-------- Excerpted text

Working together to tackle the causes, not just the consequences, of fraud
Robin Bulloch, Chief Executive Officer
| TSB
In the three minutes it will take you to read this article, another £1,500 will have been stolen by fraudsters.
Over 53% of the cases we see at TSB are for less than £500. Our research shows that around a third of people would struggle even to put food on the table for their families if they lost that amount. Yet the organisations playing host to most scammers – social media and telecoms – continue to let fraud fester and flourish.
The UK banks as a whole reimburse just 42 per cent of the cash stolen from consumers, with most offering no clarity to customers on whether they will be reimbursed if they are scammed. People are rightly angry – and many are scared they could be next. As Which? research has shown, victims are losing more every hour to scams than the average person earns in a year.
I’m proud that TSB customers aren’t part of this lottery: in the three years since its inception, our industry leading and unique Fraud Refund Guarantee has paid out in over 90 per cent of cases. But we don’t do this because we think we should pick up the bill for criminal activity – we do it because we know our customers shouldn’t.

----------------

■ **Problem A**
Reproduce the passage of the fraud article starting with "The UK banks" and going on through "earns in a year.".
■ **Problem B**
Carry on the article about tackling fraud from the point where it stops.

-------- Information supplied

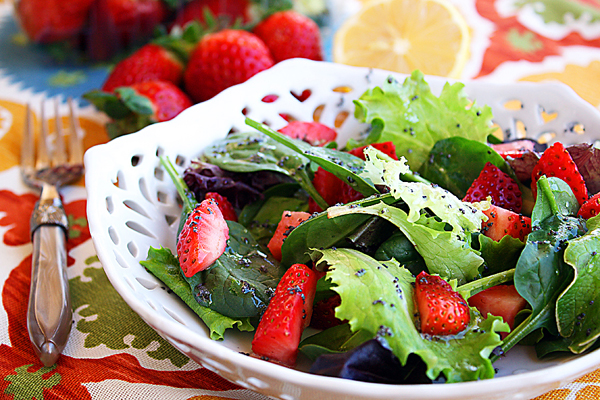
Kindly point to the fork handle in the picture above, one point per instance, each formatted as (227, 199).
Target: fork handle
(49, 313)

----------------

■ **Written response A**
The UK banks as a whole reimburse just 42 per cent of the cash stolen from consumers, with most offering no clarity to customers on whether they will be reimbursed if they are scammed. People are rightly angry – and many are scared they could be next. As Which? research has shown, victims are losing more every hour to scams than the average person earns in a year.

■ **Written response B**
And so I welcome the Payment Systems Regulator recommendation that other banks are made to refund more victims and publish the rates of reimbursement.[2] But I’m clear that refunds are a safety net, not a solution. We need to do more to strengthen consumer protection by tackling fraud at root – and thereby cut off the cashflow to serious and organised crime, which in turn hurts many more innocent people.
With more than 70% of all fraud cases now involving an online element, that means turning our focus to social media and telecoms. Parliament has a vital part to play here. Government’s changes to the Online Safety Bill to prevent social media firms profiting from fraud advertised on their platforms are an important step forward. But we can do more. Fraudsters are constantly finding new ways to cheat people.
So, as well as making sure these parts of the Online Safety Bill become law, Parliament should press for greater transparency from social media and telecoms companies. As it stands, consumers simply can’t make an informed choice on how well they are being protected – and too often underestimate how susceptible they are to becoming the victim of fraud. It really can happen to any of us.
New legislation will soon address barriers to regulators compelling banks to publish their fraud refund rates. But this is a cross-sector issue, so the same principle should be applied across the board.
Rooting out fraud requires us to work together and in unison, focused on ramping up consumer protection – across sectors, regulators, and government departments – perhaps even with a new cross-departmental ministerial role to enable it.
The scale of organisation and the speed required to slow this crime wave is enormous – but the way fraud is indiscriminately wrecking honest people’s lives is writ large in the flood of correspondence banks and parliamentarians sadly see every day.
We owe it to the victims of this despicable crime to do everything we can to put a stop to fraud, together.
[1] https://press.which.co.uk/whichpressreleases/fraud-victims-lose-28k-to-bank-transfer-scams-every-hour-which-reveals/
[2] CP21/10 Authorised push payment (APP) scams consultation paper | Payment Systems Regulator (psr.org.uk)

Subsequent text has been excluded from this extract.